Noemi Noto, 95, fell to the ground and injured her head after an altercation with an unnamed 84-year-old resident of the Carmel Richmond Healthcare and Rehabilitation Center in Staten Island, New York, six months ago, according to the New York Post.

Noto was rushed to a nearby hospital on April 9 and died as a result of her injuries days later, according to the Post.

The Medical Examiner’s Office recently determined the death was a homicide, according to WABC.

The Staten Island District Attorney’s Office is now “reviewing the case for possible charges,” according to The Post. No arrests have been made.

A representative for the District Attorney’s Office did not immediately respond to a request for comment from McClatchy News. An employee at the Carmel Richmond Healthcare and Rehabilitation Center declined to comment.

Following an investigation, which included multiple interviews and a review of records, the New York State Department of Health found the Staten Island nursing home had no violations, according to the Staten Island Advance.

“It’s crucial to emphasize that the State Department of Health, the regulator, lacks the authority to look into whether an incident qualifies as a criminal matter,” the health department added in a statement, according to the outlet.

“She was a great lady, loved by all,” the woman’s daughter told the New York Daily News. “She had a good life. It’s just sad how it ended.”

Noto, who was born in Rome and married an American soldier stationed there, had a “rich life that was filled with love and adventure,” the outlet reported.

Information supplied:
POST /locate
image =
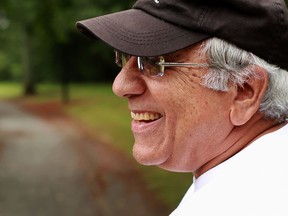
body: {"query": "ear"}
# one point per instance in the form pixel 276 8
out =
pixel 248 97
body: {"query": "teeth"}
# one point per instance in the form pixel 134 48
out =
pixel 145 116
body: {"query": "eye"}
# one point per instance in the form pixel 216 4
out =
pixel 152 66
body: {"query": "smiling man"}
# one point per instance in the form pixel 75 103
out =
pixel 207 87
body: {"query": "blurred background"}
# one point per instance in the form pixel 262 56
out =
pixel 63 134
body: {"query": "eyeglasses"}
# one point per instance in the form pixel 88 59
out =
pixel 152 66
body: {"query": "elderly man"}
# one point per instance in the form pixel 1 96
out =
pixel 207 86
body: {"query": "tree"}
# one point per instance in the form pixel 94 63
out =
pixel 48 44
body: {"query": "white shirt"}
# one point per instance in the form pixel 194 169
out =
pixel 254 182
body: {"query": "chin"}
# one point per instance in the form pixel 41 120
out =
pixel 149 156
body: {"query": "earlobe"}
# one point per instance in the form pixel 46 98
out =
pixel 248 97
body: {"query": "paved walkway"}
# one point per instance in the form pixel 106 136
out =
pixel 50 169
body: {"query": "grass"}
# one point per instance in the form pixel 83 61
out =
pixel 97 107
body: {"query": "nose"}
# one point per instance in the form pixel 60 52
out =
pixel 129 81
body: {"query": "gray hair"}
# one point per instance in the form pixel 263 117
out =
pixel 229 64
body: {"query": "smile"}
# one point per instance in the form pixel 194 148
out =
pixel 145 116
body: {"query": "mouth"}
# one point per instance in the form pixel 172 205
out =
pixel 145 117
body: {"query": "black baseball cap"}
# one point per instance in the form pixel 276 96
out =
pixel 158 27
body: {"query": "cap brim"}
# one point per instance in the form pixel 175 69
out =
pixel 137 33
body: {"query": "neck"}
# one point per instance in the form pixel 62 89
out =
pixel 239 138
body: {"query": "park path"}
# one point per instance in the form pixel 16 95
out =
pixel 49 168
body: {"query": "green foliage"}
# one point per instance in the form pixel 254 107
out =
pixel 40 38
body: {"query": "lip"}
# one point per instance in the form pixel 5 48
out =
pixel 138 127
pixel 145 127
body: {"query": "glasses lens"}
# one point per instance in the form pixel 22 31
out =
pixel 151 66
pixel 121 58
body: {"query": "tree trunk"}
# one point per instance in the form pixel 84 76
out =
pixel 28 79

Prompt A: In the news passage, why did Noto die days after April 9?
Prompt B: Rewrite the news passage between "The Medical Examiner’s" and "declined to comment.", inclusive, replacing "declined to comment" with "refused to comment".

Exercise result A: She died from injuries she suffered when she fell to the ground and hurt her head after an altercation with an 84-year-old resident of the nursing home. She was rushed to a nearby hospital on April 9 and died of those injuries days later.

Exercise result B:
The Medical Examiner’s Office recently determined the death was a homicide, according to WABC.

The Staten Island District Attorney’s Office is now “reviewing the case for possible charges,” according to The Post. No arrests have been made.

A representative for the District Attorney’s Office did not immediately respond to a request for comment from McClatchy News. An employee at the Carmel Richmond Healthcare and Rehabilitation Center refused to comment.